Extracted material:
## Start
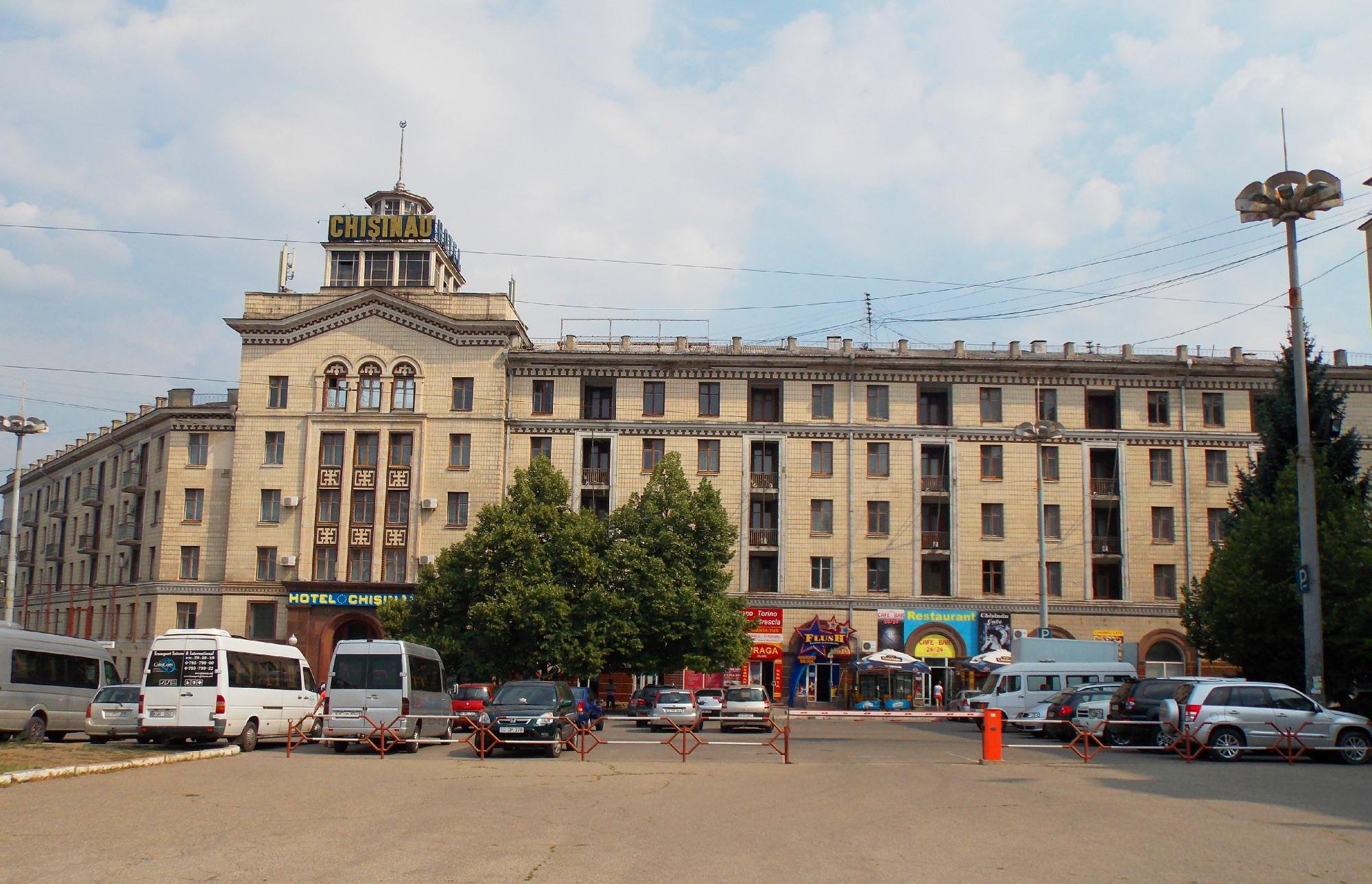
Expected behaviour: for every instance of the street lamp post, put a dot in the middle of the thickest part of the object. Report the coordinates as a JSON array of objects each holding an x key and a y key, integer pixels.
[
  {"x": 1039, "y": 433},
  {"x": 1282, "y": 200},
  {"x": 20, "y": 426}
]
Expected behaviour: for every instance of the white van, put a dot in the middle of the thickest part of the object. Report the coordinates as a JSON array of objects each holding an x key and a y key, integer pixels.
[
  {"x": 1020, "y": 685},
  {"x": 386, "y": 680},
  {"x": 47, "y": 681},
  {"x": 205, "y": 684}
]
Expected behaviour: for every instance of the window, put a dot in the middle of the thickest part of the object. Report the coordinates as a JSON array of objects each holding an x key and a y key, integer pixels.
[
  {"x": 393, "y": 569},
  {"x": 379, "y": 268},
  {"x": 1046, "y": 403},
  {"x": 1160, "y": 466},
  {"x": 879, "y": 403},
  {"x": 271, "y": 510},
  {"x": 1049, "y": 460},
  {"x": 1166, "y": 581},
  {"x": 326, "y": 563},
  {"x": 331, "y": 449},
  {"x": 344, "y": 268},
  {"x": 1216, "y": 521},
  {"x": 198, "y": 449},
  {"x": 366, "y": 449},
  {"x": 1053, "y": 522},
  {"x": 823, "y": 573},
  {"x": 194, "y": 505},
  {"x": 821, "y": 516},
  {"x": 655, "y": 398},
  {"x": 821, "y": 459},
  {"x": 263, "y": 619},
  {"x": 403, "y": 390},
  {"x": 278, "y": 387},
  {"x": 414, "y": 268},
  {"x": 879, "y": 459},
  {"x": 823, "y": 401},
  {"x": 707, "y": 456},
  {"x": 190, "y": 567},
  {"x": 360, "y": 564},
  {"x": 458, "y": 510},
  {"x": 1212, "y": 409},
  {"x": 993, "y": 519},
  {"x": 879, "y": 575},
  {"x": 370, "y": 387},
  {"x": 993, "y": 578},
  {"x": 460, "y": 451},
  {"x": 397, "y": 508},
  {"x": 1163, "y": 525},
  {"x": 1054, "y": 570},
  {"x": 1216, "y": 467},
  {"x": 463, "y": 390},
  {"x": 879, "y": 518},
  {"x": 991, "y": 405},
  {"x": 267, "y": 563},
  {"x": 709, "y": 398},
  {"x": 1159, "y": 412},
  {"x": 652, "y": 453},
  {"x": 364, "y": 508},
  {"x": 993, "y": 466},
  {"x": 329, "y": 507}
]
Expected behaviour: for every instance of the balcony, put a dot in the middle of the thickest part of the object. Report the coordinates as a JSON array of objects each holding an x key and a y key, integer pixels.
[
  {"x": 134, "y": 481},
  {"x": 128, "y": 533}
]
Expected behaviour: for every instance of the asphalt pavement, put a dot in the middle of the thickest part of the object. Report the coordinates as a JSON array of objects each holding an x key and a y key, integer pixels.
[{"x": 866, "y": 800}]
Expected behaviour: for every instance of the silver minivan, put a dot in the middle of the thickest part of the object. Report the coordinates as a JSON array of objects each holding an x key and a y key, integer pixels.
[
  {"x": 47, "y": 681},
  {"x": 383, "y": 681}
]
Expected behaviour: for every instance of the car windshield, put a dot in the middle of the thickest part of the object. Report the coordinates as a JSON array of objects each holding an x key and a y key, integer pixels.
[{"x": 526, "y": 695}]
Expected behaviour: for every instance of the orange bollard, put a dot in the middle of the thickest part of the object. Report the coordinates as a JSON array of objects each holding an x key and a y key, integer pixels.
[{"x": 991, "y": 736}]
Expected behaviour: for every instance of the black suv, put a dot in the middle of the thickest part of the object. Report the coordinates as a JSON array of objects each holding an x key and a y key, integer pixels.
[{"x": 536, "y": 711}]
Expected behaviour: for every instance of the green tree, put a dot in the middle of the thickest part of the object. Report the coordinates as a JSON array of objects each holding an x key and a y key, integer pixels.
[{"x": 1246, "y": 610}]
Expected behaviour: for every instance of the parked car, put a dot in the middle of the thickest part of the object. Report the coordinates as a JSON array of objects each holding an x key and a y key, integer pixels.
[
  {"x": 1137, "y": 700},
  {"x": 470, "y": 702},
  {"x": 746, "y": 707},
  {"x": 676, "y": 706},
  {"x": 710, "y": 702},
  {"x": 589, "y": 710},
  {"x": 1064, "y": 710},
  {"x": 530, "y": 714},
  {"x": 115, "y": 714},
  {"x": 1230, "y": 718}
]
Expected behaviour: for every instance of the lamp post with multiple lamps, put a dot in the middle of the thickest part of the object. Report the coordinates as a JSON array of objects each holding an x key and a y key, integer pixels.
[
  {"x": 1039, "y": 433},
  {"x": 1282, "y": 200},
  {"x": 20, "y": 426}
]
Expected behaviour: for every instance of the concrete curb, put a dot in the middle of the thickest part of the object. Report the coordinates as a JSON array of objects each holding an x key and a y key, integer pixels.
[{"x": 78, "y": 770}]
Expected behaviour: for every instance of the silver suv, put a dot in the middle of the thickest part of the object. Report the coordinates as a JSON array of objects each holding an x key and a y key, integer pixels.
[{"x": 1234, "y": 717}]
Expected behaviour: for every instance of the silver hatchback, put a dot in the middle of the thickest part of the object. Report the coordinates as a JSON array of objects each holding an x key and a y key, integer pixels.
[{"x": 1237, "y": 717}]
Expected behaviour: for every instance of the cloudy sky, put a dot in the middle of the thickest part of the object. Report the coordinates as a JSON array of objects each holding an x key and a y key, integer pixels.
[{"x": 986, "y": 172}]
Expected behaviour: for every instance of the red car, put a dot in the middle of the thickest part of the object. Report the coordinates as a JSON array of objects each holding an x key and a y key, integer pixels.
[{"x": 470, "y": 702}]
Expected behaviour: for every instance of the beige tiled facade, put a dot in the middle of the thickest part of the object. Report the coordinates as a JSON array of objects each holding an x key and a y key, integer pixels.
[{"x": 919, "y": 497}]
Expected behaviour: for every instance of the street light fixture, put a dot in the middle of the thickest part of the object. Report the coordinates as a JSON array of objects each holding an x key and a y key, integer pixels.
[
  {"x": 1039, "y": 433},
  {"x": 20, "y": 426},
  {"x": 1284, "y": 198}
]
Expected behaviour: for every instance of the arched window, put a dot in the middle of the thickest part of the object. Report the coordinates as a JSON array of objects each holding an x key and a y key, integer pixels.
[
  {"x": 403, "y": 400},
  {"x": 1166, "y": 660},
  {"x": 335, "y": 386},
  {"x": 370, "y": 387}
]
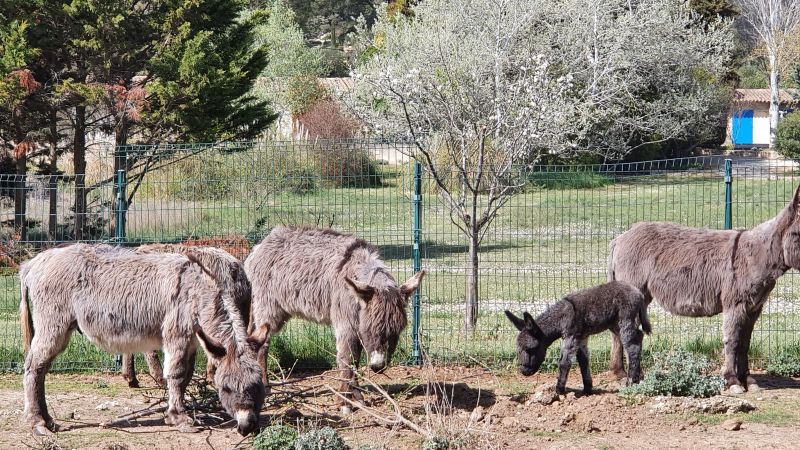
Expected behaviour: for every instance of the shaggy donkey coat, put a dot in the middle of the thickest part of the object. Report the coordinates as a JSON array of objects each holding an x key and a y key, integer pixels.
[
  {"x": 701, "y": 272},
  {"x": 225, "y": 268},
  {"x": 614, "y": 306},
  {"x": 329, "y": 278},
  {"x": 125, "y": 302}
]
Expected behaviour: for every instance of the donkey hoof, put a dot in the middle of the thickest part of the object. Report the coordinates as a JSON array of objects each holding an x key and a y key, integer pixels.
[
  {"x": 735, "y": 390},
  {"x": 188, "y": 428},
  {"x": 42, "y": 430}
]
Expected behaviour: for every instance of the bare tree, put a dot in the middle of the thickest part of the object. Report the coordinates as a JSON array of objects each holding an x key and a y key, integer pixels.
[
  {"x": 484, "y": 88},
  {"x": 465, "y": 86},
  {"x": 773, "y": 22}
]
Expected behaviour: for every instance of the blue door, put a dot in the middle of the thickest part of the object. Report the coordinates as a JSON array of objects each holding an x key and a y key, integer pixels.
[{"x": 742, "y": 127}]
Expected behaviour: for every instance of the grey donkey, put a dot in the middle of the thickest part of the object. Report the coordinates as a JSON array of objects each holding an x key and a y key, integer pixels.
[
  {"x": 226, "y": 268},
  {"x": 125, "y": 302},
  {"x": 330, "y": 278},
  {"x": 700, "y": 272},
  {"x": 614, "y": 306}
]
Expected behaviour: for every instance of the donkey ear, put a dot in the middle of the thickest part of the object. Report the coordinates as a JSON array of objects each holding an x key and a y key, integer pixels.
[
  {"x": 258, "y": 337},
  {"x": 519, "y": 323},
  {"x": 412, "y": 284},
  {"x": 795, "y": 204},
  {"x": 214, "y": 349},
  {"x": 531, "y": 324}
]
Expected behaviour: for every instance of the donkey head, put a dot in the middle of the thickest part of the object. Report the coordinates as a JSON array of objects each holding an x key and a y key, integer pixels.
[
  {"x": 382, "y": 317},
  {"x": 789, "y": 222},
  {"x": 531, "y": 348},
  {"x": 238, "y": 378}
]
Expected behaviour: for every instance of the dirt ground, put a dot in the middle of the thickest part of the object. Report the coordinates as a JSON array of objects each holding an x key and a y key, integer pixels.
[{"x": 475, "y": 408}]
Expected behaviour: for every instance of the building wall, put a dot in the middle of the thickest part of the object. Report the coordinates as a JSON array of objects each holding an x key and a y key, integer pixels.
[{"x": 760, "y": 122}]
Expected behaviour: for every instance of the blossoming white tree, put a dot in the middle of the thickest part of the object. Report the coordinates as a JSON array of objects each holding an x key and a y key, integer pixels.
[
  {"x": 484, "y": 88},
  {"x": 773, "y": 23}
]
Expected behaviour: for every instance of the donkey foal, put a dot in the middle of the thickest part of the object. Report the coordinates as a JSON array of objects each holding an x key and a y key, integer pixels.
[{"x": 615, "y": 306}]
## End
The problem: Return exactly, and only, the line containing "Expected behaviour: for every instance of the donkey head, put" and every line after it through the end of the material.

Solution for this exercise:
Expected behaviour: for every instance of the donkey head, put a dot in the middle of the thickest part of the object. Report the coordinates as a JSON array of objects each holding an x key and a y key, integer pixels.
[
  {"x": 382, "y": 317},
  {"x": 789, "y": 222},
  {"x": 531, "y": 348},
  {"x": 238, "y": 378}
]
Expected behaviour: for every instance of the dirt ground, put a dot in the middle of the thickest part of the object. Report the coordinates as a JSON array of objects each holding an x key and a y key, integer pixels.
[{"x": 475, "y": 408}]
Expected behaviour: for every instance of the building wall, put a dot in the middle of the thickest part of the object. Report the coordinates as a JSON array of objects each holding an x key and a y key, integer pixels.
[{"x": 760, "y": 122}]
Expected behaviour: for every instance of the blossoming white tree, put a dot in the middle of the thickest part of the object. Report the coordinates as a JSON array of objects each holding an x key and a y key, integer pixels.
[
  {"x": 484, "y": 88},
  {"x": 773, "y": 23}
]
Expected behaviour: for every instance of the donkey foal, put a dot in the middle of the thickest part of the object. Report the coordinates as a JSON array of objects each holding an x key and a y key, integer pixels.
[{"x": 615, "y": 306}]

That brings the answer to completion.